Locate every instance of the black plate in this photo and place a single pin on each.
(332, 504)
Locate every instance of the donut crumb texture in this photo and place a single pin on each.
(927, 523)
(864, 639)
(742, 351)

====

Your reply must contain each entry, reproduced exactly.

== Solved problem ==
Locate every instance of the black plate in this photo and place a single pin on each.
(332, 504)
Locate every instance of the donut crumb texture in this photo and place a single pin on each.
(927, 523)
(864, 639)
(742, 351)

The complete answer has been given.